*Required work*.
A complete and exact copy of the entries below is the expected result.

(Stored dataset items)
----------

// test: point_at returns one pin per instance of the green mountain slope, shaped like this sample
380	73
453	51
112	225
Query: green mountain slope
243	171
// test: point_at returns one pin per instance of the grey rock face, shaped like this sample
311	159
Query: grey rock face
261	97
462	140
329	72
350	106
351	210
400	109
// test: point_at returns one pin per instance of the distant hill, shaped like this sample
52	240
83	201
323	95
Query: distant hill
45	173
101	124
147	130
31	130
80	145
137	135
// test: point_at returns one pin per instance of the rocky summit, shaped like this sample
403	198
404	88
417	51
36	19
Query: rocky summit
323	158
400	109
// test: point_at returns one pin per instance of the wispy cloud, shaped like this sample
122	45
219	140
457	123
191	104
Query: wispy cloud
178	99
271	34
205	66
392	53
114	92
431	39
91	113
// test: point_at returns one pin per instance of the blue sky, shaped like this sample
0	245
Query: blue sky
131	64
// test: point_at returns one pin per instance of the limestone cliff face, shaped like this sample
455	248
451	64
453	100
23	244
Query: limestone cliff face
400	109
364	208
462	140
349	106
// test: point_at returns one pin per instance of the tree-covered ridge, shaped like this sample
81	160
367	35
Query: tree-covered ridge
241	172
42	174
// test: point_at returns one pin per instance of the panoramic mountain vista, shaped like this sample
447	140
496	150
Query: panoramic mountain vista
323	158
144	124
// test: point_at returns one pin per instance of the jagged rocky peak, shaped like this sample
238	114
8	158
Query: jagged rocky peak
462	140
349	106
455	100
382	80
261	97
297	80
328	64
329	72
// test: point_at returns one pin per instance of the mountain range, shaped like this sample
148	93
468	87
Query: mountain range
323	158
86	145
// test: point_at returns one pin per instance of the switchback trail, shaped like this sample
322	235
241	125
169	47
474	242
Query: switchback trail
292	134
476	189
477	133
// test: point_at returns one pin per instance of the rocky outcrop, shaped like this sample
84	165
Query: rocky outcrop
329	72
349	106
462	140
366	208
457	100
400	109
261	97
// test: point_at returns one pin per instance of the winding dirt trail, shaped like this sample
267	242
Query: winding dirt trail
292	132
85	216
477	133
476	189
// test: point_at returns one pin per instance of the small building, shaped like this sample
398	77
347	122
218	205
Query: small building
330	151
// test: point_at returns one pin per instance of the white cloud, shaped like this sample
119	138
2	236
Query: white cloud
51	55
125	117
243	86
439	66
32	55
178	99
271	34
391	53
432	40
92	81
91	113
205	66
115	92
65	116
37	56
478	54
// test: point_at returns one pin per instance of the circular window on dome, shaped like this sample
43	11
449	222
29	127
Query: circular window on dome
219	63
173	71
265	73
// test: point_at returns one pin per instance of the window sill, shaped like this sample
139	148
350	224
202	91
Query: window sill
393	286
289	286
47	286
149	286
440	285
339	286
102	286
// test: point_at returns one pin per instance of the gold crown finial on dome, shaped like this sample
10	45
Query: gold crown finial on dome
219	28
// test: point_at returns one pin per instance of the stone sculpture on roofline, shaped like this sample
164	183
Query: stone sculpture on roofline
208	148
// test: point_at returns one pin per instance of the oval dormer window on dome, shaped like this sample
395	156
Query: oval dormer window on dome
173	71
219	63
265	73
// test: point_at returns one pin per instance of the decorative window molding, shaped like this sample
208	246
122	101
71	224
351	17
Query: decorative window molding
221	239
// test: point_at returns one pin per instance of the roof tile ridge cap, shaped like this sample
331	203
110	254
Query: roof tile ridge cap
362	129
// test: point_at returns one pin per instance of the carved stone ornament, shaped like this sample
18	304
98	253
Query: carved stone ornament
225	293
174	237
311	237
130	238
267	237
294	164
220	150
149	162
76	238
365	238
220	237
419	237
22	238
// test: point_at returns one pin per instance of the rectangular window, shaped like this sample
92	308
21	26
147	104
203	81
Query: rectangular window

----------

*Answer area*.
// test: point_at returns one pin per instance of the green mountain slope, shaped like this sample
380	73
453	51
112	225
Query: green mountain slope
243	171
// test: point_at returns one pin per instance of the grey rock face, shaped like this sample
311	159
Query: grey rock face
261	97
462	140
329	72
350	106
351	210
400	109
// test: point_at returns one pin per instance of the distant hill, shaped like this sample
52	240
83	201
323	95
Query: distant hill
45	173
101	124
147	130
31	130
80	145
137	135
// test: point_at returns one pin per instance of the rocky summit, shaped like this sample
403	198
404	88
417	51
36	19
Query: rocky summit
323	158
400	109
// test: point_at returns one pin per instance of the wispy cloud, shaped like this sample
122	45
219	140
457	123
191	104
Query: wispy cloud
178	99
271	34
205	66
392	53
114	92
431	39
91	113
// test: point_at returns one pin per instance of the blue sky, shaped like this sample
0	245
Query: blue sky
131	64
// test: point_at returns one pin per instance of the limestone cliff face, shaped like this sample
455	248
451	64
453	100
23	244
Query: limestone cliff face
400	109
364	208
462	140
349	106
// test: point_at returns one pin per instance of the tree-covered ridge, shaped like this sample
81	160
367	35
Query: tree-covered ridge
241	172
42	174
// test: point_at returns one pin per instance of the panoramic mountain vista, shaped like this sample
447	140
496	150
Query: panoramic mountain vista
323	158
144	124
// test: point_at returns one pin per instance of the jagged rocky peak, shaped like this sample
238	114
8	158
Query: jagged rocky peak
462	140
349	106
455	100
382	80
261	97
297	80
328	64
329	72
// test: point_at returns one pin per instance of the mountain range, shaped like this sample
148	93
468	87
Query: mountain range
323	158
86	145
// test: point_at returns one pin per instance of the switchback trail, shaped like this sample
322	235
241	125
169	47
474	242
Query: switchback trail
292	134
476	189
477	133
// test: point_at returns one pin per instance of the rocky outcrop, shaped like this sample
84	165
Query: rocky outcrop
329	72
349	106
462	140
366	208
457	100
400	109
261	97
// test: point_at returns one pin per instance of the winding dirt trail, shaped like this sample
267	242
Query: winding dirt trail
292	132
85	216
477	133
476	189
// test: point_at returns one pin per instance of the small building, shaped like this sample
398	77
347	122
218	205
Query: small building
330	151
// test: point_at returns one pin per instance of the white cloud, shaped like this sample
119	138
2	236
Query: white cloud
51	55
125	117
243	86
439	66
32	55
178	99
271	34
391	53
432	40
92	81
91	113
205	66
115	92
65	116
37	56
478	54
// test: point_at returns one pin per instance of the circular window on dome, shaped like this sample
43	11
449	222
29	127
Query: circular window on dome
219	63
173	71
265	73
// test: point_at returns one pin per instance of the window sill, shaped like this sample
139	148
350	224
202	91
Query: window sill
393	286
289	286
47	286
149	286
440	285
339	286
102	286
// test: point_at returns one pin per instance of the gold crown finial on dome, shaped like this sample
10	45
Query: gold crown finial on dome
219	28
// test: point_at returns one pin per instance of the stone sculpture on roofline, shaped like this sample
164	183
Query: stone sculpture on roofline
208	148
// test: point_at returns one pin per instance of the oval dormer window on dome, shaped like this sample
395	156
Query: oval dormer window on dome
173	71
219	63
265	73
// test: point_at returns one pin per instance of the decorative window molding, shaped like this sample
208	246
122	101
71	224
351	17
Query: decorative window molding
221	239
// test: point_at returns one pin per instance of the roof tile ridge cap, shaped like this sample
331	203
110	254
Query: roof tile ridge cap
362	129
// test: point_at returns one pin per instance of the carved stone ornament, shaped like this sample
18	304
98	253
Query: carved stone ornament
225	293
174	237
311	237
130	238
267	237
294	164
220	150
149	162
76	238
365	238
220	237
419	237
22	238
// test: point_at returns one pin per instance of the rectangular window, shaped like this sample
92	308
21	26
147	104
203	81
Query: rectangular window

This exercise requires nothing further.